Instruction A. Using the article on how many ETFs to hold, explain in one to three sentences why the writer's early belief that more ETFs meant better diversification proved wrong.

Document text.
Ever stared at your investment account wondering if you’ve got too many ETFs… or not enough? You’re definitely not alone. As someone who’s spent countless hours overthinking my own portfolio, I totally get the confusion.
The quick answer? You can build a fully diversified portfolio with just 4 ETFs. But like most things in the investing world, the complete answer is: “it depends.”
Let’s dive in and figure out exactly how many ETFs make sense for YOUR specific situation.
The Beauty of Simplicity: Why Less Can Be More
When I first started investing, I thought more ETFs meant better diversification. Boy, was I wrong! What I ended up with was a messy portfolio with lots of overlap and higher fees than necessary.
Here’s the truth: You could potentially invest in just ONE ETF and call it a day.

Instruction B. Reproduce the stretch of rows from the line containing "Mark every instance of the clear" through the line containing "<point>618,151</point>", including both of those lines.

Given information.
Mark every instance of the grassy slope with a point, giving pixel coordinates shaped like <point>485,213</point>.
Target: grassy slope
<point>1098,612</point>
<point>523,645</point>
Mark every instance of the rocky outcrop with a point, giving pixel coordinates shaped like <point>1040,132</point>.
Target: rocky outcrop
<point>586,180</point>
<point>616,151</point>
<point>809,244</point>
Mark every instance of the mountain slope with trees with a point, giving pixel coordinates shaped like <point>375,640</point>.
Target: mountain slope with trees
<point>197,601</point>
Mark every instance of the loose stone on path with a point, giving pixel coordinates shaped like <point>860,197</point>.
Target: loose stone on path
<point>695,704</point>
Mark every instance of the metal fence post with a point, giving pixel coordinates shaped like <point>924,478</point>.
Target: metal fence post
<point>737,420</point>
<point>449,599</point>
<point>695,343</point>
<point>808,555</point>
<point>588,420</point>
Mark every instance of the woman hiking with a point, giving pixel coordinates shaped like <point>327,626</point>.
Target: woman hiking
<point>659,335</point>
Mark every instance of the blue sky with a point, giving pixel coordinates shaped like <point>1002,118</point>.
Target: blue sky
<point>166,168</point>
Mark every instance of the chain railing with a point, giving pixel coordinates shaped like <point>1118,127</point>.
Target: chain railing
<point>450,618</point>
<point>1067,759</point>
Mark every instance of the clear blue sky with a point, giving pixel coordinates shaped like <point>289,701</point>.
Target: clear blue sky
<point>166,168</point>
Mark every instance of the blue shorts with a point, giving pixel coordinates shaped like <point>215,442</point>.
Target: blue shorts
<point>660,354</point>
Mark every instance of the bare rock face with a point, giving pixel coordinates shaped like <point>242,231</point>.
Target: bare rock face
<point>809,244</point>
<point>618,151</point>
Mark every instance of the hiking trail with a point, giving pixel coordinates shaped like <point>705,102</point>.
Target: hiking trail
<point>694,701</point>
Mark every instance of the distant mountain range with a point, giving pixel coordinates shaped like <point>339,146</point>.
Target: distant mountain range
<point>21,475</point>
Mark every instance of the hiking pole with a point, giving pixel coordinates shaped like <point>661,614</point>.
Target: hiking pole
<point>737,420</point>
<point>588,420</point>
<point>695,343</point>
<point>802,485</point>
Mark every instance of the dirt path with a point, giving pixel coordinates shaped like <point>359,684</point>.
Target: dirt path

Right answer A. Buying more ETFs left the writer with a messy portfolio that had lots of overlap. It also carried higher fees than necessary.

Right answer B.
Mark every instance of the clear blue sky with a point, giving pixel coordinates shaped like <point>289,701</point>.
Target: clear blue sky
<point>166,168</point>
Mark every instance of the blue shorts with a point, giving pixel coordinates shaped like <point>215,442</point>.
Target: blue shorts
<point>660,354</point>
Mark every instance of the bare rock face with a point, giving pixel coordinates shaped like <point>242,231</point>.
Target: bare rock face
<point>809,244</point>
<point>618,151</point>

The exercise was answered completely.